Aim: Reproduce each of the rows below word for word, with nothing added, dropped or changed.

◆ ◆ ◆ ◆ ◆

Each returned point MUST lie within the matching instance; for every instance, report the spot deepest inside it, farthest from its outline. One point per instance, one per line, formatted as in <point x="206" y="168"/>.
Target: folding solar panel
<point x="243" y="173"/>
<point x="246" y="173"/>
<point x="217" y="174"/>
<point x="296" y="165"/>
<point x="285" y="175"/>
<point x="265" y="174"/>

◆ ◆ ◆ ◆ ◆

Exercise response:
Each returned point MUST lie within the matching instance; for every instance, report the spot deepest inside it, farthest from its outline. One point per instance, one per line, formatted as in <point x="206" y="168"/>.
Target: folding solar panel
<point x="243" y="173"/>
<point x="246" y="173"/>
<point x="217" y="174"/>
<point x="296" y="165"/>
<point x="285" y="175"/>
<point x="265" y="174"/>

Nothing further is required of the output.